Resume the passage on Jayalalitha's drift away from the BJP in Tamil Nadu, writing on from its last sentence.

| Page text |
------------------------------------------------------------
The scene in Tamil Nadu Chief Minister Jayalalitha’s camp is entirely different. Jaya has never shied off from revealing her Hindutva colors, be it in banning religious conversions or in publicly supporting Narendra Modi after the Gujarat pogrom. However, the electoral debacle earlier this year seems to have left her badly shaken. Her alliance not only lost all the parliamentary seats, but ominously enough for her, also trailed in all the assembly segments. Sensing the need for a mid-course correction, she promptly withdrew the ban on conversions and other repressive measures, but this by itself was hardly going to be sufficient. Recent elections in Tamil Nadu have borne out the essence of pre-poll alliances and it’s here that Jaya found herself shortchanged. For instance, in the parliamentary elections, the Jaya-led alliance suffered a whitewash despite the voteshare of Jaya’s ADMK dropping by only 1.63 per cent (since the 2001 elections). The difference between victory and defeat lay in the relative strengths of the BJP and the anti-BJP formations. With the latter showing no signs of breaking, and the BJP showing no signs of recovery in Tamil Nadu (where it had a measly 5.07 per cent vote share) or elsewhere (as evident from the electoral debacle in Maharashtra), dumping the BJP seems to be the prudent option. This is what Jaya seems to be doing with a vengeance now, for it should have been obvious that any move against Jayendra would invite the Sangh’s ire and she still decided to go ahead with the arrest. In fact, her resolve to dump the Sangh seems to have been so strong that she basically acqueisced to the demands of the DMK (which had been threatening to launch an agitation demading a probe of Jayendra’s link with Sankararaman’s murder), something unthinkable given her bitter enmity with Karunanidhi. How this will affect Jaya’s electoral fortunes is a matter of conjecture, but what is clear is that the BJP is in for a long political hibernation. All this despite the fact that the Sangh seems keen on tagging on to Jaya.
------------------------------------------------------------
| Records shown |
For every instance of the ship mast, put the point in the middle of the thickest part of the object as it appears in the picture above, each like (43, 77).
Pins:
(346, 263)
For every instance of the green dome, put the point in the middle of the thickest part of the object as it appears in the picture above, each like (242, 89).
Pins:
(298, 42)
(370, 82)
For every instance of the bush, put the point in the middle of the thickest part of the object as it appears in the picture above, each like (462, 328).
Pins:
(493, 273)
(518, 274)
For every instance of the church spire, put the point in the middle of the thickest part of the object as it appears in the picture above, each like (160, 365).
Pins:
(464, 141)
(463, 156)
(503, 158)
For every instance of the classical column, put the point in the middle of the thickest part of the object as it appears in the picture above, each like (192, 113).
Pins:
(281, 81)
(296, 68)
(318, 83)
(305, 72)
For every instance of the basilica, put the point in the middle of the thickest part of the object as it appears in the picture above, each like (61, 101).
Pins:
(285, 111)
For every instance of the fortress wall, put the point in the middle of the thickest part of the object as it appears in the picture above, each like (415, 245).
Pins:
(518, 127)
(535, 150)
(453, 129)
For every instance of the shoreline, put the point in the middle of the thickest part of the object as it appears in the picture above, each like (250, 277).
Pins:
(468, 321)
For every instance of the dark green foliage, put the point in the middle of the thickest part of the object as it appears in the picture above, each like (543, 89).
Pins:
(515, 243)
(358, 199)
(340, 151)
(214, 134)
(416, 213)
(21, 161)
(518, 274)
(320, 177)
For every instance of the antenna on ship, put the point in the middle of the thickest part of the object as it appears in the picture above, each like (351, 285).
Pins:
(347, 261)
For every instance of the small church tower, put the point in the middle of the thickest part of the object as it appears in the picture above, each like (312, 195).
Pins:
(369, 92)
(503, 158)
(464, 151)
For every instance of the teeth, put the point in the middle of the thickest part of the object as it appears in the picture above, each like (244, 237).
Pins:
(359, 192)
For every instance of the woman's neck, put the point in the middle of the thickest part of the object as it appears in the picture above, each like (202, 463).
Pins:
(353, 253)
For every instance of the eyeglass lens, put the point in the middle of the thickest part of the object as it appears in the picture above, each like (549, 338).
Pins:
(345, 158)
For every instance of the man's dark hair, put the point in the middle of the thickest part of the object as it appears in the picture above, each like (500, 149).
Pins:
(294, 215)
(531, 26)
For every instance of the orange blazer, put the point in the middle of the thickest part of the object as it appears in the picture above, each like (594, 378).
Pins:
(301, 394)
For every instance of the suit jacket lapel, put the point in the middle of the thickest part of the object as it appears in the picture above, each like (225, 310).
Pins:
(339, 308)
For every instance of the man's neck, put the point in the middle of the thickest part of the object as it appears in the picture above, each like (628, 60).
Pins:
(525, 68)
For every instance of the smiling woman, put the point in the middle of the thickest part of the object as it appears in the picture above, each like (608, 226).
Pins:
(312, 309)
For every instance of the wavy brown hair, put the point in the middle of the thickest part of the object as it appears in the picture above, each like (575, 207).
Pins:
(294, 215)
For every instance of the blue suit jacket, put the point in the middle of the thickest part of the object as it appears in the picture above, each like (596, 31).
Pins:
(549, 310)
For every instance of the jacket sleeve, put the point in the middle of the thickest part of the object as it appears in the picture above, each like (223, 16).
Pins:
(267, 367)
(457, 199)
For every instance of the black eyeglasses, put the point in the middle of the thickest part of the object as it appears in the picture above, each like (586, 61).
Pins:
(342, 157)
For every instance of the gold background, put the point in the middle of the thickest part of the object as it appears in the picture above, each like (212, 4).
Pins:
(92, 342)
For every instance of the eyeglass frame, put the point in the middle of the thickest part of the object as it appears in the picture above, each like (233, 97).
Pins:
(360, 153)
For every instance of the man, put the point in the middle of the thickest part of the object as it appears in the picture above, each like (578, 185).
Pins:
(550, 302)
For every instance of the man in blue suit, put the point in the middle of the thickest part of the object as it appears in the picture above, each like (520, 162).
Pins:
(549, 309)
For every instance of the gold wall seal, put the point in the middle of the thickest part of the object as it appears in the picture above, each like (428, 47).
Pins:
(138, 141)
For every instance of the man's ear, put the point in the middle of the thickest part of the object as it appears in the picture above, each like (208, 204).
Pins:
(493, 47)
------------------------------------------------------------
| Task response |
If this isn’t good enough, the recent bonhomie between two regional parties in Tamil Nadu — the Dalit Panthers led by Thirumavalavan and the PMK led by Ramadoss — is even more cause for hope. The coming together of these two political formations (which derive their strengths from the dalit  and the “low” caste Vanniyar communities, respectively), which had for long been at each other’s throats, further skews the electoral arithmetic against the Sangh. Ramadoss has in the past too often sold himself to the highest bidder, but if his recent pronouncements are anything to go by, here in lies the genesis of a formidable third front that along with the Left parties could act as a check against the Brahminism of the dravidian parties. Despite constituting 20-25 per cent of the vote share spread throughout Tamil Nadu , dalits have so far been deprived of political power, but the fall of the Brahminist citadel and the new political formations might just prove to be the tonic for the dalit movement.
Notes and References:
1. The Shankaracharya of Kanchi is arguably the most powerful Hindu godman alive. He is the head of the Brahminical “Kanchi mutt”, a religious establishment headquartered in Kanchi in the south Indian state of Tamil Nadu, and is reported to have had a long-standing feud with the victim, Sankararaman. Since his arrest, the police have also alleged Jayendra’s involvement in an attempted murder of another critic.
2. “Sangh Parivar” refers to the family of ‘Hindu’ fascist organizations led by the Rashtriya Swayamsevak Sangh (RSS), the Vishwa Hindu Parishad (VHP, World Hindu Council) and the Bharatiya Janata Party (BJP), and in the U.S., by VHP-America. For a brief overview of the Sangh and the fascist underpinnings of its Hindutva ideology, see http://www.stopfundinghate.org/sacw/part2.html and this link
5. Deccan Herald, March 12, 2003
6. “Kanchi Silk” (S Anand), Outlook, March 25, 2002. Also see S Anand’s “I am Neither Happy Not Unhappy” (Outlookindia.com, July 9, 2003) for an analysis of Jayendra’s “impartiality” with regard to the Ayodhya issue.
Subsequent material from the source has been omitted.